Named object pointing entries

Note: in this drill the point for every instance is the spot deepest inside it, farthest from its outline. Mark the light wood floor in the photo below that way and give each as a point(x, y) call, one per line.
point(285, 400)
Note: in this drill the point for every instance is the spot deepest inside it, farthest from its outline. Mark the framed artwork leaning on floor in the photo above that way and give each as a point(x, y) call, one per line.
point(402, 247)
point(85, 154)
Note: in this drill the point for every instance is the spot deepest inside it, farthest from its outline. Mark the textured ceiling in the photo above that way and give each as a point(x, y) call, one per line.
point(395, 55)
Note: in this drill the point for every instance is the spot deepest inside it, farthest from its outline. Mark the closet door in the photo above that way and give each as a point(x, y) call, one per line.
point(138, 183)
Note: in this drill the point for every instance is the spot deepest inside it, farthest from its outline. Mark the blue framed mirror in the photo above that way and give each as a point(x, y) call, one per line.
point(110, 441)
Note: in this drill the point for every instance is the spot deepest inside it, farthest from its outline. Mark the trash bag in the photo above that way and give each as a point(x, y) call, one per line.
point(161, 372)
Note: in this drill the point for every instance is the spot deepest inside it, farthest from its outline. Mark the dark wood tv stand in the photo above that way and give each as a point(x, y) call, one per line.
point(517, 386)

## Brief
Copy every line of the listing above word for word, with nothing changed.

## Final answer
Note: in this drill the point for every instance is the spot deepest inside it, farthest from its outline. Mark the light wood floor in the photo below that way and give each as a point(x, y) call, one per line.
point(285, 400)
Note: in this drill the point for every instance is the spot deepest inside it, farthest from its outline. Mark the framed artwork leaning on floor in the photo above that way and give each as a point(x, y) call, one per line.
point(402, 247)
point(85, 154)
Note: in this drill the point for every instance is the spot deepest inside it, farthest from its outline. Mark the textured ceiling in the photo above that way and give each as a point(x, y) call, one per line.
point(395, 55)
Note: in this drill the point for every instance is the spot deepest inside it, farthest from its outline. Mark the closet door in the photo above that way and give each as a point(x, y) call, one per line.
point(138, 183)
Note: in this drill the point for every instance is the spot deepest inside it, farthest from its outline. Mark the blue framed mirror in the photo above that way and give each as a point(x, y) call, one per line.
point(110, 441)
Note: in this drill the point for every instance is the spot deepest inside it, farthest from its outline. Mark the trash bag in the photo above that way and give each as a point(x, y) call, one per line.
point(161, 372)
Note: in this drill the point for every instance is the spot deepest inside it, farthest from its outline. Mark the dark wood tv stand in the photo above that way and give each as a point(x, y) call, one per line.
point(517, 386)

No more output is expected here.